[Stored items from a collection]
______

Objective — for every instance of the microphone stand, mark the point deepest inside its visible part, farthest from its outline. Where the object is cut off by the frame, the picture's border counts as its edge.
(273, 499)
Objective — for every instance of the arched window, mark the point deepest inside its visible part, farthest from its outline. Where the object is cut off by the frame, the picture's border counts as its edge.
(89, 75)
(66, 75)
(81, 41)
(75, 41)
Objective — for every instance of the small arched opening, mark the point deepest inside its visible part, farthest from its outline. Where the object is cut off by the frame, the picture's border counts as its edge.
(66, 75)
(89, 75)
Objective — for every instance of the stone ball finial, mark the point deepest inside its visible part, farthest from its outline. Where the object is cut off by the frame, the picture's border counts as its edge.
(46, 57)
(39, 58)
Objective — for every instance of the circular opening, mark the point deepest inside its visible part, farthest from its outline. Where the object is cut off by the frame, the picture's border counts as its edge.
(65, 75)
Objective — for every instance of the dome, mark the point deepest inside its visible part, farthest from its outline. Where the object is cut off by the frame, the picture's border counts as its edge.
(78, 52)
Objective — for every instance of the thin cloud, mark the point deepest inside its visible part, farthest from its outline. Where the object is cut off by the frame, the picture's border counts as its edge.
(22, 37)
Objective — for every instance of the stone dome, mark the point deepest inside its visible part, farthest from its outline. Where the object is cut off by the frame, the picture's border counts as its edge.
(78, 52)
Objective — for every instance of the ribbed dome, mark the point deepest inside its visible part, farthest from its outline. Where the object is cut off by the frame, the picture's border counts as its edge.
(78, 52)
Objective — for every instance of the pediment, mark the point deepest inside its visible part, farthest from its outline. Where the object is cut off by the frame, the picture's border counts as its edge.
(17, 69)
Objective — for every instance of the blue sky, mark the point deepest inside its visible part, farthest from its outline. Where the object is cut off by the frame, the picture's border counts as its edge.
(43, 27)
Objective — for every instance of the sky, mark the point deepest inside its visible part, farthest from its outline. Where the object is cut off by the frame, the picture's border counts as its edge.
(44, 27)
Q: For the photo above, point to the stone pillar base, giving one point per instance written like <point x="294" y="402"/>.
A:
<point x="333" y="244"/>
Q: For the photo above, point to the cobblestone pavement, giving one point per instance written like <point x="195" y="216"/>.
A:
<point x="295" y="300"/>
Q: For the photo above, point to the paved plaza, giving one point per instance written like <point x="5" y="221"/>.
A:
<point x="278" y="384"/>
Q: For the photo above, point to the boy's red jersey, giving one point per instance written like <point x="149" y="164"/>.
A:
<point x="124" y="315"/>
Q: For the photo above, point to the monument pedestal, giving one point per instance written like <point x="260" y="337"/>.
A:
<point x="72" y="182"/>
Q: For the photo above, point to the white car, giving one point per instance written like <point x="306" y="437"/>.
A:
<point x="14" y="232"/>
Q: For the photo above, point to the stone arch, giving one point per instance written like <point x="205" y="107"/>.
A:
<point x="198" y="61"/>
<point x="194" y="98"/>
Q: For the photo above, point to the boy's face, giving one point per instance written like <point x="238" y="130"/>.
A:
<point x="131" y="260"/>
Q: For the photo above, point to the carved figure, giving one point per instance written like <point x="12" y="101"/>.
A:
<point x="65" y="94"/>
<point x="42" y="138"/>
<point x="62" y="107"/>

______

Each of the lines above should be printed again precisely as it reads.

→ RESULT OF THE TASK:
Objective — for every instance of the microphone stand, mark the point deepest inside its visible part, farthest from its outline. Where the object is cut off by the frame, the picture's border counts as its edge.
(273, 499)
Objective — for every instance of the arched window, mark the point deepest inside its visible part, farthest from its outline. Where the object is cut off by the frame, the picture's border counts as its edge.
(89, 75)
(66, 75)
(81, 41)
(75, 41)
Objective — for every instance of the small arched opening, mark the point deepest inside its visible part, farthest from its outline. Where the object is cut off by the frame, the picture's border counts as its edge.
(66, 75)
(89, 75)
Objective — for every instance of the stone ball finial, mark the point deepest inside its visible part, farthest from its outline. Where the object is cut off by the frame, the picture's border counts as its edge.
(46, 57)
(39, 58)
Objective — for every instance of the circular opening, mark the point deepest inside its visible part, farthest from its outline. Where the object is cut off by the frame, the picture's border counts as its edge.
(65, 75)
Objective — for every instance of the dome, mark the point deepest inside its visible part, farthest from its outline. Where the object is cut off by the frame, the picture's border counts as its edge.
(78, 52)
Objective — for every instance of the thin cloud, mark the point deepest inside its visible part, farthest from its outline. Where the object is cut off by the frame, the picture's border counts as its edge.
(22, 37)
Objective — for every instance of the stone dome, mark the point deepest inside its visible part, farthest from its outline. Where the object is cut off by the frame, the picture's border counts as its edge.
(78, 52)
Objective — for every instance of the ribbed dome, mark the point deepest inside its visible part, farthest from its outline. Where the object is cut off by the frame, the picture's border counts as its edge.
(78, 52)
Objective — for every instance of the pediment, mark the point deepest inside its visible part, farthest from its outline. Where the object is cut off by the frame, the picture's border counts as its edge.
(17, 69)
Objective — for every instance of the blue sky, mark the point deepest inside its visible part, farthest from its outline. Where the object is cut off by the frame, the picture's border counts as its edge.
(43, 27)
Objective — for every instance of the sky, mark the point deepest inside its visible part, farthest from its outline. Where the object is cut off by the frame, the picture's border counts as its edge.
(44, 27)
Q: For the photo above, point to the stone pillar base, giving one point per instance written like <point x="294" y="402"/>.
A:
<point x="333" y="244"/>
Q: For the photo above, point to the cobblestone pavement, giving one point per instance written like <point x="195" y="216"/>.
A:
<point x="295" y="300"/>
Q: For the photo above, point to the paved plaza, giving one point per instance written like <point x="5" y="221"/>.
A:
<point x="278" y="384"/>
Q: For the photo above, point to the boy's red jersey, giving one point per instance written like <point x="149" y="164"/>.
A:
<point x="124" y="315"/>
Q: For the photo above, point to the monument pedestal, giving one point per instance written like <point x="260" y="337"/>.
A:
<point x="72" y="182"/>
Q: For the photo above, point to the white car, giving one point per instance written like <point x="306" y="437"/>.
A:
<point x="14" y="232"/>
Q: For the photo above, point to the stone arch, giving one point per instance written like <point x="205" y="107"/>.
A:
<point x="198" y="61"/>
<point x="194" y="98"/>
Q: For the photo above, point to the boy's face, giving one point per instance written like <point x="238" y="130"/>.
A:
<point x="131" y="260"/>
Q: For the photo above, point to the carved figure, giving one point per instance written like <point x="12" y="101"/>.
A:
<point x="65" y="94"/>
<point x="42" y="138"/>
<point x="62" y="107"/>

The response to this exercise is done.